## What to work on
Restate each line word for word. Leave out every picture.

## Begin Provided material

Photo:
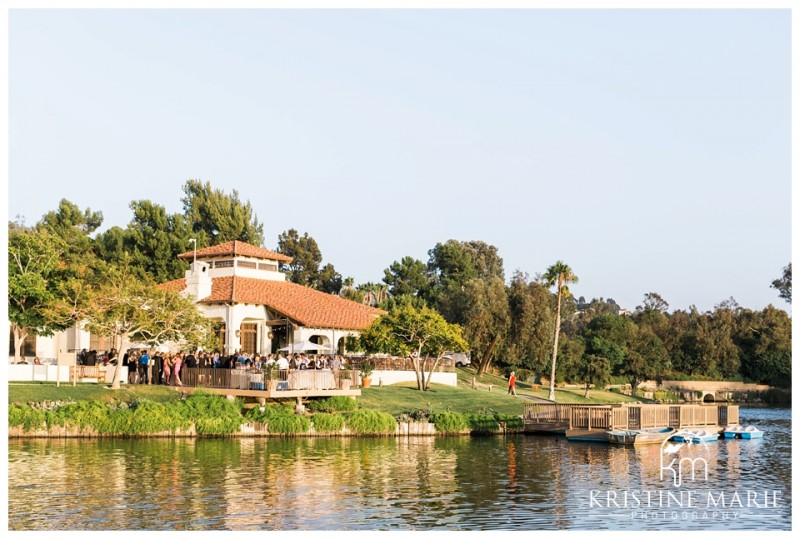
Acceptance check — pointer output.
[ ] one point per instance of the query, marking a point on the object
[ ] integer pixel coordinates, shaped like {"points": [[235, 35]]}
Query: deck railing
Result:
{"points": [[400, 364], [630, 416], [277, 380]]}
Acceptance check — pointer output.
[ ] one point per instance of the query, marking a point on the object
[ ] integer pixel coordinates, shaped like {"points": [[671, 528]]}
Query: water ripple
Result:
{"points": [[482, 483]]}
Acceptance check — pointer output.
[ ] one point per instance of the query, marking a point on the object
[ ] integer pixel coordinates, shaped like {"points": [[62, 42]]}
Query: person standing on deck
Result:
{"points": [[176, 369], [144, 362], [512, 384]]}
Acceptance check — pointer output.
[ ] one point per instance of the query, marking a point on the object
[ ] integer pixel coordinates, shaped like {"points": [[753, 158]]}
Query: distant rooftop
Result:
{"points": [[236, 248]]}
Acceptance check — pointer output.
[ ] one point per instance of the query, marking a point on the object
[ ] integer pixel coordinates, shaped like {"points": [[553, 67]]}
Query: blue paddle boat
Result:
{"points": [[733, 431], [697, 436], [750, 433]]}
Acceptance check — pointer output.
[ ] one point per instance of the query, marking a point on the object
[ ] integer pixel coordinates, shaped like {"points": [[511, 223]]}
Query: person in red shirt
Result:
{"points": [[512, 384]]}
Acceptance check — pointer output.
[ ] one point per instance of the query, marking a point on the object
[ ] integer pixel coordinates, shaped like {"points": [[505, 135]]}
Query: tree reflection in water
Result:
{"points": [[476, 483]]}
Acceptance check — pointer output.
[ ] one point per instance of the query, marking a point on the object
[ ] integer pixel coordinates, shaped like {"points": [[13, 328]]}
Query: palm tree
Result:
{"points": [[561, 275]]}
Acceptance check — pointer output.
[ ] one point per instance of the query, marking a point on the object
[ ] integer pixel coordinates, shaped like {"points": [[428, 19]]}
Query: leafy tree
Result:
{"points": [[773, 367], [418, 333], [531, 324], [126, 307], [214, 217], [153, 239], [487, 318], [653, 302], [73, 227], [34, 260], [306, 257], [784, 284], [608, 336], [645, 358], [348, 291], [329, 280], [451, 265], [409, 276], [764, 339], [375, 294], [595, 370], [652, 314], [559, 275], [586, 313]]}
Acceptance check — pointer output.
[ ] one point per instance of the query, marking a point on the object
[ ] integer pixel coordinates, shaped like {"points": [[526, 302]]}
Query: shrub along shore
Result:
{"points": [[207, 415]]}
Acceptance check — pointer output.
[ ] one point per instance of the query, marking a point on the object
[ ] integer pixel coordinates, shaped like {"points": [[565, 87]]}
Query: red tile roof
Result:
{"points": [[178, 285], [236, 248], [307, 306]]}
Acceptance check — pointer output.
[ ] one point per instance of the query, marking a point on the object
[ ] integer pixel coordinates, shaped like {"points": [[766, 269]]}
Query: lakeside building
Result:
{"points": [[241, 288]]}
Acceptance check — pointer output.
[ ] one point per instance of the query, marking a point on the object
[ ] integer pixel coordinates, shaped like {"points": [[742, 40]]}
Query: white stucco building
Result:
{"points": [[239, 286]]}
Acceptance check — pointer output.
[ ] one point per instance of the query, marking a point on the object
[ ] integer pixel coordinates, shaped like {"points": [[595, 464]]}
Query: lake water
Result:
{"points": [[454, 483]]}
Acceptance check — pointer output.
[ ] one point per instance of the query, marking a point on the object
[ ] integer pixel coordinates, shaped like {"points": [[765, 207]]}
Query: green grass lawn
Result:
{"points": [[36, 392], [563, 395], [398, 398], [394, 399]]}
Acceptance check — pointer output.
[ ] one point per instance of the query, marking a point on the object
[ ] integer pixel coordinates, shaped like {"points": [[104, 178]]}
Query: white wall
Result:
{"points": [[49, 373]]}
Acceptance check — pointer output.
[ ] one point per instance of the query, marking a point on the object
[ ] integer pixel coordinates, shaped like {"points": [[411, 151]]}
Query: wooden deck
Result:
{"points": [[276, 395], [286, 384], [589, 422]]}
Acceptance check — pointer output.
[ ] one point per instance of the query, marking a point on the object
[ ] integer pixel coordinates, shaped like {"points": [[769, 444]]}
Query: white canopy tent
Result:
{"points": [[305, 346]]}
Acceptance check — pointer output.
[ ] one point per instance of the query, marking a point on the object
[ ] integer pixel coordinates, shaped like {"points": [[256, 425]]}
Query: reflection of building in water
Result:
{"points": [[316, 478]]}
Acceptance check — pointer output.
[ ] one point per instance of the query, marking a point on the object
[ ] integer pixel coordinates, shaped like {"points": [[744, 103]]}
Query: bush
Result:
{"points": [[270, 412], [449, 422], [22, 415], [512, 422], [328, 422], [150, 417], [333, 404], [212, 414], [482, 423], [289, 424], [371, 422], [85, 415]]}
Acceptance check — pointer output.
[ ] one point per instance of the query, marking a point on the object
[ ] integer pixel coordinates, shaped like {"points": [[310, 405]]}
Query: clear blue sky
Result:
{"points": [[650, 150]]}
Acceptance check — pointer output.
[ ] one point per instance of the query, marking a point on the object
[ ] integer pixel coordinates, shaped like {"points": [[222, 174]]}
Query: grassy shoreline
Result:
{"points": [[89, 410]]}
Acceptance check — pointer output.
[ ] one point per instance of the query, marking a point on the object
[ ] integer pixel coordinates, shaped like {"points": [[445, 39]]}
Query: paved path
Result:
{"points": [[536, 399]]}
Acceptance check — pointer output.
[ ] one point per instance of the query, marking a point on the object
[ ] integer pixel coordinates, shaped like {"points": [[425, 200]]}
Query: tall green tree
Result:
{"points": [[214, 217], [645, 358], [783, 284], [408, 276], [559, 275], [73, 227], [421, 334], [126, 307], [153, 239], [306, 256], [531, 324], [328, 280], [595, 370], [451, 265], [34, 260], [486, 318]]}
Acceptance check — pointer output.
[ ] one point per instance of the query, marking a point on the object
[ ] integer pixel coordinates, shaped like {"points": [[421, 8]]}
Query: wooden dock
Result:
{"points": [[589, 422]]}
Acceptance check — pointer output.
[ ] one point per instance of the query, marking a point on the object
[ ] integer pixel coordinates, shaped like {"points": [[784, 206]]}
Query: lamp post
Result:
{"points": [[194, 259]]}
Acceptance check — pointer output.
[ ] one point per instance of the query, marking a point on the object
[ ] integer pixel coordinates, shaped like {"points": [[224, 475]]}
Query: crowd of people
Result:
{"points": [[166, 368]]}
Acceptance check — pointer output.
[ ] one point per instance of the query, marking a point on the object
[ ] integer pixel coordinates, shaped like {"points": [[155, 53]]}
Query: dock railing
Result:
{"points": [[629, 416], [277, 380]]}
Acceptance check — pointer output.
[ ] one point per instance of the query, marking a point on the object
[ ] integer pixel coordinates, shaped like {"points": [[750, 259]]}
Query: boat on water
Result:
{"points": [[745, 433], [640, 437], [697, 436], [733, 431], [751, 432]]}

## End Provided material

## Answer to this task
Photo:
Acceptance check — pointer output.
[ ] one point per instance of the query, marking a point on the object
[ ] integer pixel coordinates, shaped like {"points": [[235, 35]]}
Query: deck railing
Result:
{"points": [[400, 364], [630, 416], [277, 380]]}
Acceptance check — pointer output.
[ ] one point per instance of the query, marking a point on the object
[ ] integer pixel coordinates, shaped like {"points": [[671, 528]]}
Query: water ripple
Result:
{"points": [[482, 483]]}
Acceptance check — pointer output.
[ ] one point per instance of the query, marking a point on the object
[ ] integer pixel coordinates, shaped like {"points": [[62, 42]]}
Query: person standing on deck
Result:
{"points": [[176, 369], [144, 362], [512, 384]]}
Acceptance check — pointer output.
[ ] one point per instance of the query, marking a point on the object
[ ] integer pixel coordinates, shaped like {"points": [[753, 158]]}
Query: distant rooftop
Result:
{"points": [[236, 248]]}
Acceptance check — pointer output.
[ ] one point per instance of the query, marking a point on the object
[ ] integer pixel coordinates, shaped like {"points": [[553, 67]]}
Query: blue paddle boat
Result:
{"points": [[733, 431], [697, 436], [750, 433]]}
Acceptance check — pointer output.
[ ] one point per instance of the query, marking a point on the object
[ ] integer pixel coordinates, shaped like {"points": [[511, 223]]}
Query: person in red shirt
Result:
{"points": [[512, 384]]}
Acceptance check — pointer output.
[ ] one point per instance of the query, marking a point on the object
[ ] integer pixel coordinates, shaped like {"points": [[505, 135]]}
Query: tree reflection in water
Result:
{"points": [[476, 483]]}
Acceptance check — pointer output.
[ ] one point per instance of the query, marking a point on the object
[ ] integer pixel coordinates, shaped like {"points": [[13, 328]]}
Query: palm tree
Result:
{"points": [[561, 275]]}
Acceptance check — pointer output.
[ ] one point per instance of the query, marking a point on the object
[ ] integer pixel coordinates, shaped like {"points": [[428, 19]]}
Query: leafy tree
Result:
{"points": [[773, 367], [418, 333], [531, 324], [126, 307], [214, 217], [153, 239], [487, 318], [653, 302], [73, 227], [34, 260], [306, 257], [784, 284], [608, 336], [645, 358], [348, 291], [329, 280], [451, 265], [409, 276], [764, 339], [375, 294], [595, 370], [652, 314], [559, 275], [586, 313]]}
Acceptance check — pointer output.
[ ] one point per instance of the query, marking a point on the object
[ ] integer pixel coordinates, shaped like {"points": [[526, 302]]}
Query: shrub along shore
Result:
{"points": [[207, 415]]}
Acceptance check — pointer output.
[ ] one point per instance of the query, marking a point on the object
[ ] integer pixel coordinates, shaped like {"points": [[565, 87]]}
Query: red tile roof
Result:
{"points": [[178, 285], [236, 248], [307, 306]]}
Acceptance check — pointer output.
[ ] one point per instance of the query, marking a point on the object
[ ] integer pixel coordinates, shaped like {"points": [[766, 269]]}
Query: lakeside building
Result:
{"points": [[241, 288]]}
Acceptance check — pointer output.
[ ] one point per instance of the query, marking a point on the object
[ ] integer pixel coordinates, shaped like {"points": [[742, 40]]}
Query: white stucco building
Result:
{"points": [[239, 286]]}
Acceptance check — pointer output.
[ ] one point per instance of the query, marking a point on the object
[ ] integer pixel coordinates, shaped like {"points": [[595, 464]]}
Query: lake water
Result:
{"points": [[454, 483]]}
Acceptance check — pointer output.
[ ] one point per instance of the query, marking a point on the object
[ ] integer pixel coordinates, shaped like {"points": [[765, 207]]}
Query: green grass lawn
Result:
{"points": [[36, 392], [563, 395], [398, 398], [394, 399]]}
Acceptance check — pointer output.
[ ] one point per instance of the query, marking a point on the object
[ ] integer pixel coordinates, shaped like {"points": [[104, 178]]}
Query: white wall
Result:
{"points": [[49, 373]]}
Acceptance check — pointer output.
[ ] one point per instance of the query, marking a point on the object
[ ] integer pixel coordinates, shaped like {"points": [[411, 151]]}
Query: wooden deck
Result:
{"points": [[276, 395], [286, 384], [589, 422]]}
Acceptance check — pointer output.
[ ] one point per instance of the query, marking a point on the object
[ ] integer pixel coordinates, shaped like {"points": [[769, 444]]}
Query: white canopy tent
Result:
{"points": [[305, 346]]}
Acceptance check — pointer output.
[ ] one point per instance of the query, marking a point on the object
[ ] integer pixel coordinates, shaped like {"points": [[256, 425]]}
Query: reflection of building in water
Result:
{"points": [[316, 478]]}
Acceptance check — pointer output.
[ ] one point per instance of the query, marking a point on the object
[ ] integer pixel coordinates, shaped like {"points": [[744, 103]]}
Query: bush
Result:
{"points": [[270, 412], [449, 422], [22, 415], [512, 422], [328, 422], [150, 417], [333, 404], [212, 414], [482, 423], [289, 424], [371, 422], [85, 415]]}
Acceptance check — pointer output.
[ ] one point per instance of the query, marking a point on the object
[ ] integer pixel coordinates, shaped like {"points": [[310, 405]]}
Query: clear blue sky
Result:
{"points": [[650, 150]]}
Acceptance check — pointer output.
[ ] one point per instance of the query, marking a point on the object
[ ] integer pixel coordinates, shaped like {"points": [[222, 174]]}
Query: grassy shoreline
Result:
{"points": [[89, 410]]}
Acceptance check — pointer output.
[ ] one point per instance of the query, marking a point on the object
[ ] integer pixel coordinates, shaped like {"points": [[445, 39]]}
Query: paved path
Result:
{"points": [[536, 399]]}
Acceptance check — pointer output.
[ ] one point per instance of the query, marking a point on the object
[ ] integer pixel coordinates, shaped like {"points": [[425, 200]]}
Query: tall green tree
Result:
{"points": [[214, 217], [645, 358], [783, 284], [408, 276], [559, 275], [73, 227], [421, 334], [126, 307], [153, 239], [306, 256], [531, 324], [328, 280], [595, 370], [451, 265], [34, 260], [486, 318]]}
Acceptance check — pointer output.
[ ] one point per instance of the query, marking a point on the object
[ ] integer pixel coordinates, shaped like {"points": [[421, 8]]}
Query: wooden dock
Result:
{"points": [[589, 422]]}
Acceptance check — pointer output.
[ ] one point per instance of the query, marking a point on the object
[ ] integer pixel coordinates, shaped like {"points": [[784, 206]]}
Query: lamp post
Result:
{"points": [[194, 259]]}
Acceptance check — pointer output.
[ ] one point per instance of the query, marking a point on the object
[ ] integer pixel coordinates, shaped like {"points": [[224, 475]]}
Query: crowd of people
Result:
{"points": [[166, 368]]}
Acceptance check — pointer output.
[ ] one point per instance of the query, marking a point on the object
[ ] integer pixel coordinates, shaped like {"points": [[155, 53]]}
Query: dock railing
Result:
{"points": [[629, 416], [277, 380]]}
Acceptance check — pointer output.
[ ] one point per instance of the query, marking a point on the object
[ ] integer pixel coordinates, shaped like {"points": [[750, 259]]}
Query: boat on water
Result:
{"points": [[745, 433], [640, 437], [697, 436], [733, 431], [751, 432]]}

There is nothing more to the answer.